▶ _What you will do_
Nothing should appear in the answer except the lines from the one containing "Exercise. For every instance of the dark" through the end of the listing, repeated exactly.

╭─ Provided data

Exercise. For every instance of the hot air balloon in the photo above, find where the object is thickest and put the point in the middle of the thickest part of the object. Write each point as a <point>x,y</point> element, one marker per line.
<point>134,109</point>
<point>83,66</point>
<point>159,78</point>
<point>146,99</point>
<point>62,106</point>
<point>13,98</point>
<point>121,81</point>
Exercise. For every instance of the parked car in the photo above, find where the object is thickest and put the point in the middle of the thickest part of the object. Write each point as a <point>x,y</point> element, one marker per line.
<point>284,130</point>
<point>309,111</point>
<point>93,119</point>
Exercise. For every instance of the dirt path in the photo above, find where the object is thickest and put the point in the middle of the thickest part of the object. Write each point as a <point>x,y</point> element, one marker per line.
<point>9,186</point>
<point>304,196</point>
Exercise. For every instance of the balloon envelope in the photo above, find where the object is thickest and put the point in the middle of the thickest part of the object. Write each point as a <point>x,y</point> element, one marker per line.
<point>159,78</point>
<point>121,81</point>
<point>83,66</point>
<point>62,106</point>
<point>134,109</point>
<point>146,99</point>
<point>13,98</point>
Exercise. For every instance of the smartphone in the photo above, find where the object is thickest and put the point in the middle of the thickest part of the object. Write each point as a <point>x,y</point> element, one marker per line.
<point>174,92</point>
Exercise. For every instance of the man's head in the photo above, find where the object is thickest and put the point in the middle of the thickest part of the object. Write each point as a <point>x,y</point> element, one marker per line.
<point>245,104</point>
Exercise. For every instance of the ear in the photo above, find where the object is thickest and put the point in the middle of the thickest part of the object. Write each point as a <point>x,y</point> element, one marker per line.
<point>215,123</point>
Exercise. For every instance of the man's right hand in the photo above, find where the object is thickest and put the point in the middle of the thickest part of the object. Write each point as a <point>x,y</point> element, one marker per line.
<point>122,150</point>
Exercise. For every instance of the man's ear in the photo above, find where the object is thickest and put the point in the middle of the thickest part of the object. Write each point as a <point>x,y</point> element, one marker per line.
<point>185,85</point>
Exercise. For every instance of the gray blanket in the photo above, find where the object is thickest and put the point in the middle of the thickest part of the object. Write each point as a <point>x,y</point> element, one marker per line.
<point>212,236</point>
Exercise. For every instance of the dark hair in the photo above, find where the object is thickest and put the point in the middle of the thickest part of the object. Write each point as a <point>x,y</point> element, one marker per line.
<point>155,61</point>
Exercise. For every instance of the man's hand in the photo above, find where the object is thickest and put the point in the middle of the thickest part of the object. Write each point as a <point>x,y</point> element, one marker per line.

╰─

▶ _Exercise response_
Exercise. For every instance of the dark hair in the photo above, find where the object is thickest and put the point in the middle of the thickest part of the object. Write each point as a <point>x,y</point> element, one marker per line.
<point>155,61</point>
Exercise. For every instance of the man's hand in the photo above, find where the object is thickest and put the point in the middle of the thickest part of the object. Write each point as a <point>x,y</point> element, one marker per line.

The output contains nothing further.